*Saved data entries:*
====

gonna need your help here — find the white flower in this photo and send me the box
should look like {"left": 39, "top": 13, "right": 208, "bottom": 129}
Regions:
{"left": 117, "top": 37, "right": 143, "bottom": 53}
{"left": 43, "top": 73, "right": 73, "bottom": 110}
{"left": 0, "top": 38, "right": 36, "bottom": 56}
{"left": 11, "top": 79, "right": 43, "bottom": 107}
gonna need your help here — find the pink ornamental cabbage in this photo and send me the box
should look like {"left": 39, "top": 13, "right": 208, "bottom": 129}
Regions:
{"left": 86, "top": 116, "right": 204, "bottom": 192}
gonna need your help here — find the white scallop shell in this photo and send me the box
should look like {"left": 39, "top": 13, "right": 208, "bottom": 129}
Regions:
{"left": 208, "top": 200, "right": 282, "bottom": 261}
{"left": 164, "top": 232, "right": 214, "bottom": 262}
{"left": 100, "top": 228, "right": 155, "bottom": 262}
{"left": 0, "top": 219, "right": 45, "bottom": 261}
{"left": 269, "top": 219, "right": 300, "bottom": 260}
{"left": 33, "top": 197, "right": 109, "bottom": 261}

====

*Work item:* Find the word "send" in the records and pull out each line that has it.

*Answer to the problem:*
gonna need your help here — find the white flower in this photo and send me the box
gonna need your help here — find the pink ornamental cabbage in this photo and send me the box
gonna need your help here — find the white scallop shell in this photo and send me the box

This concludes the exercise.